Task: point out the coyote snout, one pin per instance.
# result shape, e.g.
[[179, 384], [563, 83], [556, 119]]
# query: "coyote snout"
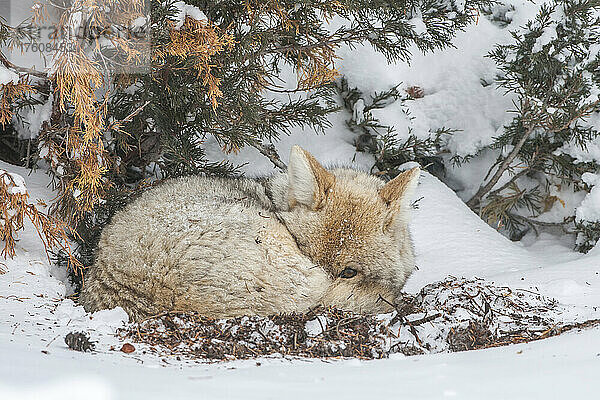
[[231, 247]]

○ ○ ○ ○

• Exercise details:
Please put every line of the items above into a numbered list, skipping blank lines and leaving out the pictures.

• Task output:
1. Task: point out the coyote snout, one pin per instance.
2. # result shape, e.g.
3. [[179, 384], [563, 83], [556, 119]]
4. # query: "coyote snout"
5. [[231, 247]]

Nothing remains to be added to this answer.